** Problems **
1. From the course description, list every example case study of media in context that it names, each with its country or countries.
2. Please answer these questions using the course description:
(a) Who is the teacher responsible for the course?
(b) For which session is the information given?
(c) Since which decade have the key theoretical debates shaped media studies in anthropology and related disciplines?
3. Write the next part of the course description, picking up after its final sentence.
— start of Text passage —
AN244 Half Unit
Anthropology and Media
This information is for the 2015/16 session.
Teacher responsible
Prof Matthew Engelke 6.12
Availability
This course is available on the BA in Anthropology and Law, BA in Social Anthropology and BSc in Social Anthropology. This course is available with permission as an outside option to students on other programmes where regulations permit and to General Course students.
Course content
This course introduces students to anthropological analyses of media, including books and other printed texts, photography, radio, television, film, and the internet. Although 'the anthropology of media' is often understood to be a relatively new subfield, there has been a long-standing interest in media technologies within the discipline. There is also an important manner, from an anthropological point of view, in which 'media technologies' have to be understood not only as these cultural artefacts (radio, film) but also the more elementary senses they express (hearing, sight, etc). We therefore investigate media both as a broad conceptual category and as specific technologies of communication. The course begins with a historical overview of anthropologists' investigations of media technologies, broadly construed. We then move on to consider ethnographic case studies of media in context. Examples may include: photography in India, radio in Zambia, television and cassette circulation in Egypt, mobile phones in Jamaica, book groups in England, and 'indigenous video' in Brazil and Australia. Throughout the course, these case studies are framed in relation to some of the key theoretical debates that have shaped media studies in anthropology and related disciplines since the 1930s. Some attention is also given to the methodological problems involved in studying media, especially the extent to which it challenges the possibility of conducting fieldwork by participant observation.
— end of Text passage —
— start of Dataset content —
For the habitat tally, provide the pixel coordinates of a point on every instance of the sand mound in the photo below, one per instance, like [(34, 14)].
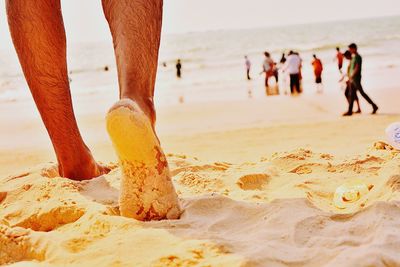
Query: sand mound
[(275, 212)]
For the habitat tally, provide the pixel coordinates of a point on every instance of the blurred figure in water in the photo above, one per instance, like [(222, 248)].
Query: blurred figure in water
[(283, 74), (339, 58), (179, 69), (248, 67), (270, 69), (292, 67), (318, 68), (283, 59)]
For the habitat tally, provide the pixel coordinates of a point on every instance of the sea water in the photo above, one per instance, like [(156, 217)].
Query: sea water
[(213, 63)]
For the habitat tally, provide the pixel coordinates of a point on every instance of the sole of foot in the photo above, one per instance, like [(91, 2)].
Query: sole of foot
[(147, 192)]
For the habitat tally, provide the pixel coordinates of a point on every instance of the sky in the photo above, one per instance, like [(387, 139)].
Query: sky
[(85, 22)]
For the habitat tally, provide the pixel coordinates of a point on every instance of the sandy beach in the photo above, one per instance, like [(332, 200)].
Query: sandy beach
[(256, 178)]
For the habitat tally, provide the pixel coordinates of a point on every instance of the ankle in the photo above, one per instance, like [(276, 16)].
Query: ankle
[(79, 166), (146, 105)]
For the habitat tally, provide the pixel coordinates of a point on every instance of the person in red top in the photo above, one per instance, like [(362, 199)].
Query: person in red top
[(318, 68), (339, 57)]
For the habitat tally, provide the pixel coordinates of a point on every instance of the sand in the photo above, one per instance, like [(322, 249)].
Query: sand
[(256, 180)]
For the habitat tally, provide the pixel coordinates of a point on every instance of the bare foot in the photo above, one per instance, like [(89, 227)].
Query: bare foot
— end of Dataset content —
** Answers for this exercise **
1.
- Photography in India
- Radio in Zambia
- Television and cassette circulation in Egypt
- Mobile phones in Jamaica
- Book groups in England
- 'Indigenous video' in Brazil and Australia

2.
(a) Prof Matthew Engelke
(b) The 2015/16 session
(c) The 1930s

3.
Teaching
10 hours of lectures and 10 hours of classes in the LT. 1 hour of lectures and 1 hour of classes in the ST.
Formative coursework
Anthropology students taking this course will have an opportunity to submit a tutorial essay for this course to their personal tutors. For non-Anthropology students taking the course, a formative essay may be submitted to the course teacher.
Indicative reading
Domestication of the Savage Mind (J Goody); Imagined Communities (B Anderson); 'The Work of Art in the Age of Mechanical Reproduction' (W Benjamin); Media Worlds (F Ginsburg, L Abu-Lughod, and B Larkin, eds); Understanding Media (M McLuhan); Understanding Media (D Boyer); 'Anthropology and the Mass Media' (D Spitulnik); 'Anthropology and its contributions to studies of Mass Media' (S Dickey); Media Rituals (N Couldry); A Voice: And Nothing More (M Dolar); The Presence of the Word (W Ong).
Assessment
Exam (70%, duration: 2 hours) in the main exam period.
Essay (30%, 2500 words) in the LT.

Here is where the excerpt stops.